- [Exercise prompt]:
Leaving out the images, return the data below exactly as it is written.

Supplied entries Block Start

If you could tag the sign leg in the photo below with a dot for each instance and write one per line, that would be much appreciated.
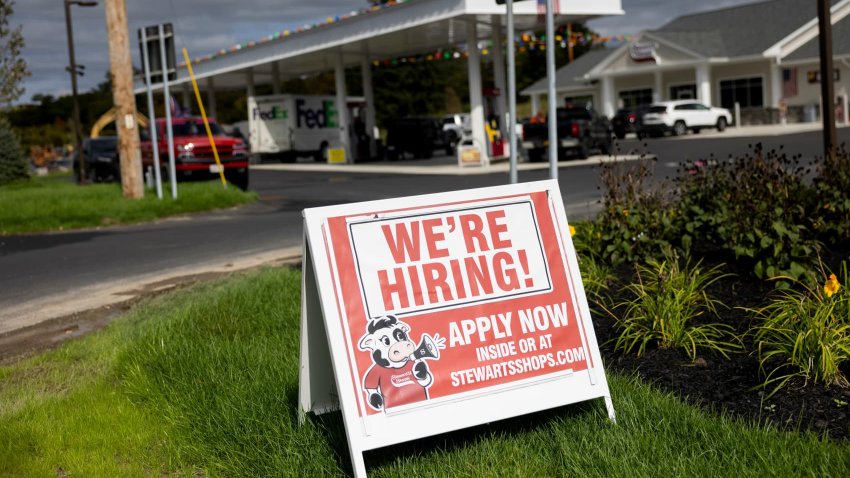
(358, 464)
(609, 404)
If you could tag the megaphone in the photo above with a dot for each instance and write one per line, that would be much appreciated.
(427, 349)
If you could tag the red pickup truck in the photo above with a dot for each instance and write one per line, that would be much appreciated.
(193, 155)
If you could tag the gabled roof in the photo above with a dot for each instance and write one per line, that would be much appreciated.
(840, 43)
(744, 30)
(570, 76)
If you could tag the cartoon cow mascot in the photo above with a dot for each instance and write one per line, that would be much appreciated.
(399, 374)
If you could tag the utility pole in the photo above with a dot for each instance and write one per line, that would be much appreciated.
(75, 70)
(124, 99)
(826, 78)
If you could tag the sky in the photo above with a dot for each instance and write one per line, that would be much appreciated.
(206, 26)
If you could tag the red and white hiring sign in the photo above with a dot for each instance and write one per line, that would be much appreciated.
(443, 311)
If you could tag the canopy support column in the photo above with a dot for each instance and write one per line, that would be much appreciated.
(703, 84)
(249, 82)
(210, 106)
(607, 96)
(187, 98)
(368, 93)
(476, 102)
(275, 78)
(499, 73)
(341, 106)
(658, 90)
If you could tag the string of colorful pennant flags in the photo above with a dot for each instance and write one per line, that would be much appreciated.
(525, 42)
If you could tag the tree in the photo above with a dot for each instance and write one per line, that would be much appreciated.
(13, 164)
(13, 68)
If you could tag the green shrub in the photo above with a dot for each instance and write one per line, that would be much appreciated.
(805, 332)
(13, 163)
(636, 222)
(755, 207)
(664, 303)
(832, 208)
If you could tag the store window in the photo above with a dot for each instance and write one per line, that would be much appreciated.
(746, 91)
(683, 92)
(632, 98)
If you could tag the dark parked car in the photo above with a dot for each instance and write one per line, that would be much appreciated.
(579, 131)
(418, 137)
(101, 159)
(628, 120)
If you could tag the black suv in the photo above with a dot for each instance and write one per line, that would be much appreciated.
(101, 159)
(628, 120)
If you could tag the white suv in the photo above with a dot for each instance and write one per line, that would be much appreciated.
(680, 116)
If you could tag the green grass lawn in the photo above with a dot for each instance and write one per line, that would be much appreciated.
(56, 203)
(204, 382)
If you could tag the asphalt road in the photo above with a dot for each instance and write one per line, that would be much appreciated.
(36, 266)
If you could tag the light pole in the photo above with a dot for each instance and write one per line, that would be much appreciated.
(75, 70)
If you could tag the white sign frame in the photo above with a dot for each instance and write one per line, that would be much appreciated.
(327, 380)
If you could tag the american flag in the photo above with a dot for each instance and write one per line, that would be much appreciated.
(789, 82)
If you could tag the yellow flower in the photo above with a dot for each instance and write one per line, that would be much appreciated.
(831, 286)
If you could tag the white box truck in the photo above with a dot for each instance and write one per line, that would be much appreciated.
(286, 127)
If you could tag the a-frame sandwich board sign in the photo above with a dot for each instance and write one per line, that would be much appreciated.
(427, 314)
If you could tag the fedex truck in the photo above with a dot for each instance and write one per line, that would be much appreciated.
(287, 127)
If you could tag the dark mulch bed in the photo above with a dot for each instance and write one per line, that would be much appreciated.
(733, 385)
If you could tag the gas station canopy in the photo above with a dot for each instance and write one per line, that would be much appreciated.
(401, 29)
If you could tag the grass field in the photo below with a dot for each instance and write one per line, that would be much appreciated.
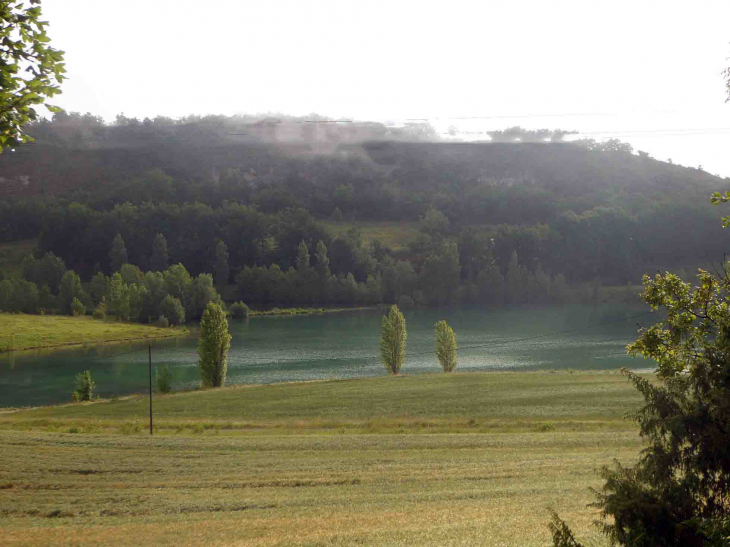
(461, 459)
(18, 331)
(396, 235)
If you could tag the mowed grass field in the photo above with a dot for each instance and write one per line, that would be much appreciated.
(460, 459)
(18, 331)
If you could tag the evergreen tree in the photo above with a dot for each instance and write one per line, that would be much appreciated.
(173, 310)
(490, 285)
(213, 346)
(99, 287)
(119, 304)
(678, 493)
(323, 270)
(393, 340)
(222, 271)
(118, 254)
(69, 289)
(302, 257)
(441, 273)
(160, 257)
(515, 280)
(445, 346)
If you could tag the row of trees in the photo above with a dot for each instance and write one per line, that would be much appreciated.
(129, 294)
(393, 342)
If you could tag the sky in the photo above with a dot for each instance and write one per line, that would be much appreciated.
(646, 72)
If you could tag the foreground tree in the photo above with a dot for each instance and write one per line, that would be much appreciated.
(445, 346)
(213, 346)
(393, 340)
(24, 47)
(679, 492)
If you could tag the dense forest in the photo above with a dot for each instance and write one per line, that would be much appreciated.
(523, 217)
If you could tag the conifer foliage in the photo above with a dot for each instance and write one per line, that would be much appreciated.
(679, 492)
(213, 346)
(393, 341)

Supplied entries Block End

- [Result below]:
If you could tag the sign leg in the photo below with a dot for each instance and write one per line, that would be much appreciated.
(358, 464)
(609, 404)
If you could tag the megaphone in the photo above with a dot for each instance and write one per line, that would be much appreciated.
(427, 349)
If you could tag the red pickup truck in the photo above with a dot for each instance and write one per line, that would be much appreciated.
(193, 155)
If you could tag the gabled roof in the photo above with a dot for each instance and write one per line, that would be much appreciated.
(840, 43)
(744, 30)
(570, 76)
If you could tag the cartoon cow mascot in the photo above with a dot for each instance and write one per line, that would be much appreciated.
(399, 374)
If you could tag the utility pole in the photo above with a dot for each instance and write one per line, that would be much appreciated.
(75, 70)
(124, 99)
(826, 78)
If you could tag the sky in the photo above with a dot for each instance and write one per line, that would be much appreciated.
(206, 26)
If you could tag the red and white hiring sign in the photo above with a dot for each instance and write one per line, that would be much appreciated.
(443, 311)
If you could tag the canopy support column in the photo above with a dot for each instance and write one per line, that would be much appreciated.
(703, 84)
(249, 82)
(210, 106)
(607, 96)
(187, 98)
(368, 93)
(476, 102)
(275, 78)
(499, 73)
(341, 106)
(658, 90)
If you could tag the string of colorful pennant flags in the photo above with a dot for each instance and write one per line, that would be much appreciated.
(525, 42)
If you could tag the tree in the photo above with a dot for each instance and write one per line, that would be much appreciated.
(13, 164)
(13, 68)
If you could tag the green shrub in the photo above with a dot for each instance and write one per line, that would be much appreciated.
(805, 332)
(13, 163)
(636, 222)
(755, 207)
(664, 303)
(832, 208)
If you could tag the store window in the photo above with a dot for each instance and write one per line, that would be much appreciated.
(746, 91)
(683, 92)
(632, 98)
If you could tag the dark parked car in the photo above with a dot for each instance and write one per line, that would be much appreciated.
(579, 131)
(418, 137)
(101, 159)
(628, 120)
If you could tag the black suv in the photo above with a dot for each instance and write one per line, that would be much appreciated.
(101, 159)
(628, 120)
If you could tag the white suv in the photo above with a dot for each instance and write one per line, that would be much appreciated.
(680, 116)
If you could tag the green grass lawn in the photo above with a dot for each instance and write one per line, that would be much appreciated.
(56, 203)
(204, 382)
If you could tag the asphalt road in the photo above with a dot for each instance and write one per line, that would be much appreciated.
(36, 266)
If you could tag the light pole in the photo above with a dot for each instance and write one per line, that would be much appreciated.
(75, 70)
If you could tag the white sign frame in the photo above with a dot for each instance and write one per line, that would be much appreciated.
(327, 380)
If you could tag the american flag in the photo above with a dot for each instance and write one per line, that would be much appreciated.
(789, 82)
If you could tag the yellow flower in the photo above with a dot for each instance and write one per line, that would be much appreciated.
(831, 286)
If you could tag the white box truck in the photo above with a dot for each instance and write one per line, that would be much appreciated.
(286, 127)
If you could tag the a-frame sandwich board sign in the photo above with a dot for each instance and write one per line, that would be much appreciated.
(427, 314)
If you could tag the fedex truck in the photo above with a dot for each instance and write one per line, that would be much appreciated.
(287, 127)
If you could tag the dark mulch bed in the photo above with a dot for each instance and write one per line, that would be much appreciated.
(733, 385)
If you could tag the gas station canopy in the photo above with a dot for each instance and write one per line, that would be much appreciated.
(401, 29)
If you could tag the grass field in the photo below with a dot for each instance and write one per line, that would be much appreciated.
(461, 459)
(18, 331)
(396, 235)
If you could tag the mowed grass field in the photo above with a dot for each instance and write one per line, that would be much appreciated.
(460, 459)
(18, 331)
If you could tag the evergreen tree in the photo above with a dot for each instance and write one per line, that would be much appreciated.
(173, 310)
(490, 285)
(213, 346)
(99, 287)
(119, 304)
(678, 493)
(323, 270)
(393, 340)
(222, 271)
(118, 254)
(69, 289)
(302, 257)
(441, 273)
(160, 257)
(515, 280)
(445, 346)
If you could tag the row of trees in the photo above with a dot for each instance and write one per line, that would be much appreciated.
(129, 294)
(393, 342)
If you could tag the sky in the photo above with a dot for each instance and write one per line, that would be much appreciated.
(646, 72)
If you could tag the foreground tree in the photo above with a dot for each instance and write one per line, that would be much appreciated.
(445, 346)
(213, 346)
(393, 340)
(24, 47)
(679, 492)
If you could tag the dense forest in the photo above with a dot for each instance and write one per line, that would be much appreciated.
(523, 217)
If you could tag the conifer foliage in the photo above with a dot for each instance and write one per line, that would be much appreciated.
(679, 492)
(213, 346)
(393, 341)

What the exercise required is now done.